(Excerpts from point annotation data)
▬▬▬

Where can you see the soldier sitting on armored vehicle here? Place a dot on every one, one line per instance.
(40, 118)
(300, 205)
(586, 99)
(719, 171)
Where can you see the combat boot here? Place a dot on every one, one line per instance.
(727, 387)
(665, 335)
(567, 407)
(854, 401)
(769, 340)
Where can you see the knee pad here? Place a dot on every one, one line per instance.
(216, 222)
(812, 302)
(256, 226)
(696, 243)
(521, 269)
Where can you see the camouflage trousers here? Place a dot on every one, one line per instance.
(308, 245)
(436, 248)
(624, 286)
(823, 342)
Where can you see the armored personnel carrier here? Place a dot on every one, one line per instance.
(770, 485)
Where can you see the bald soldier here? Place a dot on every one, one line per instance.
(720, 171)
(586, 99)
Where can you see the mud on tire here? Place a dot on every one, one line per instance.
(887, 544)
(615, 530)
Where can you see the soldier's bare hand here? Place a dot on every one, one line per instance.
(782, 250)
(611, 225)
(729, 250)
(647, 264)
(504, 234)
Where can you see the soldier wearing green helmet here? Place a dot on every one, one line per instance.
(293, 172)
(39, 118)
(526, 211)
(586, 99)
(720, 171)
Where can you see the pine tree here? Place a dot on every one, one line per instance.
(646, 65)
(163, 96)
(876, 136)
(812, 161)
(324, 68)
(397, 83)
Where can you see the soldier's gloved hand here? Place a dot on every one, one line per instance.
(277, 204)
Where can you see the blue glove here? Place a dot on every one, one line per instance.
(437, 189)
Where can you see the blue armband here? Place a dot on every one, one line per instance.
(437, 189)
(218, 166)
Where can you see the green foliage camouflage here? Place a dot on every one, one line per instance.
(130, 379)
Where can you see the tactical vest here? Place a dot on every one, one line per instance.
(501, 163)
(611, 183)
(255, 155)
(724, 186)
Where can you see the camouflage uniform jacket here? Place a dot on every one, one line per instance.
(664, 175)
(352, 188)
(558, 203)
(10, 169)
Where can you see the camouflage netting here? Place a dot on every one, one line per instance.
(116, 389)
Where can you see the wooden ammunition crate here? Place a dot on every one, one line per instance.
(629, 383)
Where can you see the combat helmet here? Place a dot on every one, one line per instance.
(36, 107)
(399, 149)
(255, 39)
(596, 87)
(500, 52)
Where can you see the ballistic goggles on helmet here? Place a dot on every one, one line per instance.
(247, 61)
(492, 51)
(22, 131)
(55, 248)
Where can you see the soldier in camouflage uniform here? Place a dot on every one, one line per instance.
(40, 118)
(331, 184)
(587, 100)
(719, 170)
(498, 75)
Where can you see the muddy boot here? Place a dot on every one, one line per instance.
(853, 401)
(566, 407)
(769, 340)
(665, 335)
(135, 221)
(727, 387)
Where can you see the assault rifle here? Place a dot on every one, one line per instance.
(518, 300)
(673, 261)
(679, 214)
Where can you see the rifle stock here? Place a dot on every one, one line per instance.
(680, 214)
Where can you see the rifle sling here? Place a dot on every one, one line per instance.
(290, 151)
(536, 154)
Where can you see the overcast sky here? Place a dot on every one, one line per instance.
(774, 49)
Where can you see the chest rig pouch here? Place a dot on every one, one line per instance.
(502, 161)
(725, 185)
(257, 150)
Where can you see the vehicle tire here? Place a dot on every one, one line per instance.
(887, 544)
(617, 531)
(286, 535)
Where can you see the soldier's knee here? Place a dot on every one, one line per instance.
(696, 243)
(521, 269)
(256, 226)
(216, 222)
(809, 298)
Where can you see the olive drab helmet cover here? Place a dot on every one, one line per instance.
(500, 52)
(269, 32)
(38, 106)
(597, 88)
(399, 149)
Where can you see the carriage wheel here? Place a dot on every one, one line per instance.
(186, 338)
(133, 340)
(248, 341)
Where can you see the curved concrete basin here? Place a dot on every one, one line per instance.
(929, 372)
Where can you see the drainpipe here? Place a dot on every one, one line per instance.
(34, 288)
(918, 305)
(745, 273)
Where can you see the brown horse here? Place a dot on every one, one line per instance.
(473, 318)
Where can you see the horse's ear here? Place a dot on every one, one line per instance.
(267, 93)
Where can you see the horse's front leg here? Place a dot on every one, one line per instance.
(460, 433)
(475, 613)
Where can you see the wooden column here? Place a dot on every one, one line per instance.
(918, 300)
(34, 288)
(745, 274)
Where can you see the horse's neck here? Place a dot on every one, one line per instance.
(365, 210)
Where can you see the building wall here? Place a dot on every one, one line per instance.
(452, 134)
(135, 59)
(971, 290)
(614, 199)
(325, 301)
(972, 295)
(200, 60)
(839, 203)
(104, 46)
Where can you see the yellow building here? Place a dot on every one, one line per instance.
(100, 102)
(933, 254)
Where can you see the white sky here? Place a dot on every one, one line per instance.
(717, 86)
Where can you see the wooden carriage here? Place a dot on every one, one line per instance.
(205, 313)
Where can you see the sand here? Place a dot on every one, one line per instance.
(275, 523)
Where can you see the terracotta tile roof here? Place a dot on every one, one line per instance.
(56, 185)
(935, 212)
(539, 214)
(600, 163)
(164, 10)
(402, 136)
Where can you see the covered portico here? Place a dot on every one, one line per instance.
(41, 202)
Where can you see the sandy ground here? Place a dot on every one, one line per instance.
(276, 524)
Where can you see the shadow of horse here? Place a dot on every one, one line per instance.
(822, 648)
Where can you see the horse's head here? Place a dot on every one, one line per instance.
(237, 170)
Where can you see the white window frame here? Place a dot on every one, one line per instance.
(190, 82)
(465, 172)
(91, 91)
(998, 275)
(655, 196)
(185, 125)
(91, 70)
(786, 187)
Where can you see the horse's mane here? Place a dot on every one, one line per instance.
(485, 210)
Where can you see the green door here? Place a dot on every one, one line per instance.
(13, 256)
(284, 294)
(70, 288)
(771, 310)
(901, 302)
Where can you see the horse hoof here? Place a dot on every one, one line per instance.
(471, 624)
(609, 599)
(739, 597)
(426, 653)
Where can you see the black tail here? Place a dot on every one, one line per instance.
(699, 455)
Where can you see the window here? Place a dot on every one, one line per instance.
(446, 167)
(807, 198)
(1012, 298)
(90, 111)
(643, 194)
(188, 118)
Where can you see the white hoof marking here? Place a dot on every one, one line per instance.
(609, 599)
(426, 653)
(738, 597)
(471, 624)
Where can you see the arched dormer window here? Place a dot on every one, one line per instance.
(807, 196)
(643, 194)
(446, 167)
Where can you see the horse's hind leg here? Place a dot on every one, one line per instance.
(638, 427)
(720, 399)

▬▬▬

Requirements: Retype every one of the records above word for word, with nothing added, dropped, or changed.

Final result:
Where can you see the soldier sitting on armored vehicle here? Place a dot on every one, one line per instance.
(40, 118)
(300, 205)
(586, 99)
(719, 171)
Where can you see the combat boot here? Place a dot on every one, one line per instance.
(727, 387)
(665, 335)
(567, 407)
(854, 401)
(769, 340)
Where can you see the knee pad here? Place a dot on every one, one line per instance.
(216, 222)
(812, 302)
(256, 226)
(696, 243)
(521, 269)
Where can you see the camouflage trousers here? Place a dot on every one, one line per instance.
(308, 245)
(436, 248)
(624, 286)
(823, 342)
Where can you see the armored personnel carrier here? Place a dot on every one, one line per instance.
(770, 485)
Where can you see the bald soldier here? Place a dot on every one, one line per instance.
(720, 171)
(586, 99)
Where can you see the mud on tire here? Place a dot on every one, one line per instance.
(887, 544)
(615, 530)
Where can you see the soldier's bare hand here? Place a dot on every one, one line per instance.
(782, 250)
(611, 225)
(729, 250)
(647, 264)
(504, 234)
Where can you see the soldier wearing green helmet here? Place a dot on every one, one line per instance.
(293, 172)
(39, 118)
(526, 211)
(586, 99)
(720, 171)
Where can you see the pine tree here? Place a dot on every one, one line per instance.
(646, 65)
(163, 96)
(876, 136)
(812, 161)
(324, 68)
(397, 83)
Where can you see the soldier's gloved hand here? Place a dot on every one, one line per instance.
(277, 204)
Where can you see the blue glove here? Place a dot on every one, one line per instance.
(437, 189)
Where can you see the blue armband here? Place a dot on every one, one line per instance.
(437, 189)
(218, 166)
Where can you see the green foliage camouflage here? Place a dot on every one, one line per instance.
(130, 379)
Where can you see the tactical vest here? Place a dot on every one, one line per instance.
(501, 163)
(611, 183)
(255, 155)
(724, 186)
Where can you see the camouflage uniform jacket here? Place a dot on every one, one line per instance.
(664, 175)
(352, 188)
(558, 203)
(10, 169)
Where can you see the camouflage netting here? Place a dot on every one, one line per instance.
(116, 389)
Where can you see the wooden ammunition crate here? Place a dot on every one, one line per instance.
(629, 383)
Where can you see the combat helmet here? Place a dot on every one, one line per instance.
(36, 107)
(399, 149)
(255, 39)
(596, 87)
(500, 52)
Where can you see the ballistic goggles on helmet here? Place a dot on every one, one line per instance.
(247, 61)
(492, 51)
(22, 131)
(55, 248)
Where can you see the soldier in camouflage uniform here? Place a dot on every one, one line per instance.
(40, 118)
(331, 184)
(587, 100)
(719, 170)
(498, 75)
Where can you see the muddy boot here? Place a dot on every one, one line per instance.
(853, 401)
(566, 407)
(769, 340)
(665, 335)
(135, 221)
(727, 387)
Where can you see the assault rifle here? Place a dot on every one, one line per instance.
(518, 300)
(673, 261)
(679, 214)
Where can you see the rifle stock here? Place a dot on every one, one line per instance.
(680, 214)
Where can you see the rifle sling here? Place a dot on every one, one line per instance.
(290, 151)
(536, 154)
Where can you see the overcast sky here? Place a dot on every one, one line per instance.
(774, 49)
Where can you see the chest rig pouch here? Place a dot on every one, one line per instance.
(502, 161)
(725, 185)
(257, 150)
Where can you see the vehicle tire here? Place a dot on every one, one line per instance.
(887, 544)
(617, 531)
(286, 535)
Where can you see the soldier's knee here? Place a dot on every one, one line per instance.
(696, 243)
(521, 269)
(256, 226)
(216, 222)
(809, 298)
Where can you see the olive drab helmet cover here? Place a dot on every one, one line per instance.
(500, 52)
(269, 32)
(38, 106)
(597, 88)
(399, 149)
Where can you see the carriage wheel here? Place a dot on every one, one line per instance.
(186, 338)
(133, 340)
(248, 341)
Where can you see the curved concrete basin here? Place a dot on every one, one line per instance.
(929, 372)
Where can you see the drainpipe here? Place a dot on every one, one line per instance.
(34, 288)
(918, 305)
(745, 273)
Where can you see the brown horse here? Place a dot on every one, one line per instance.
(473, 318)
Where can you see the horse's ear here? Place a dot on every one, one line per instance.
(267, 93)
Where can you see the horse's front leg here? Place a dot on every one, one line per instance.
(460, 433)
(475, 613)
Where can you see the wooden column here? Place a dot on every one, one line per instance.
(918, 300)
(34, 288)
(745, 274)
Where can you see the horse's neck here? Place a dot on every one, one line per instance.
(365, 210)
Where can you see the building wall here? Place a dot on every one, one line per instance.
(452, 134)
(135, 59)
(971, 290)
(614, 199)
(325, 301)
(972, 295)
(200, 60)
(839, 203)
(104, 46)
Where can you see the yellow building here? Place a dot on every one, one line per instance.
(100, 102)
(933, 254)
Where can you see the white sky here? Place a dot on every one, one line per instance.
(717, 86)
Where can you see the wooden carriage here? Place a dot on every one, one line per instance.
(205, 313)
Where can you see the sand here? Place a dot on every one, one line per instance.
(275, 523)
Where can you see the terracotta tile roof here? Place a dot on every one, one line per instance.
(56, 185)
(935, 212)
(539, 214)
(600, 163)
(164, 10)
(402, 136)
Where can you see the covered portico here? Place a dot on every one, one line per instance.
(41, 202)
Where can you see the sandy ground here? Place a dot on every one, one line per instance.
(276, 524)
Where can you see the shadow of horse here? Place a dot on every one, one line per instance.
(822, 648)
Where can you see the horse's head here? Place a dot on every one, one line per instance.
(237, 170)
Where can you see the white window frame here? Place a dot on every one, one line per instance.
(190, 82)
(465, 172)
(91, 91)
(998, 275)
(655, 196)
(185, 125)
(91, 70)
(786, 187)
Where can you see the horse's mane here? Place a dot on every one, one line per instance.
(485, 210)
Where can you see the green door here? Place a dot on every one, one line per instance.
(13, 256)
(284, 294)
(70, 288)
(771, 310)
(901, 302)
Where can you see the horse hoof here? Place a dot on every one, one line per instance.
(471, 624)
(609, 599)
(739, 597)
(426, 653)
Where can you see the black tail here? Place a dot on every one, one line per instance.
(699, 455)
Where can you see the window here? Place a dot on every one, one line per instance.
(446, 167)
(807, 198)
(1012, 298)
(90, 111)
(643, 194)
(188, 118)
Where can you see the white hoof marking here? Place a dot on every one, one line per instance.
(609, 599)
(426, 653)
(738, 597)
(471, 624)
Where can you see the arched dormer window here? Place a dot on every one, one line per instance.
(807, 196)
(643, 194)
(446, 167)
Where can you see the horse's hind leg here? Place a dot on every one, one line per instance.
(638, 427)
(720, 399)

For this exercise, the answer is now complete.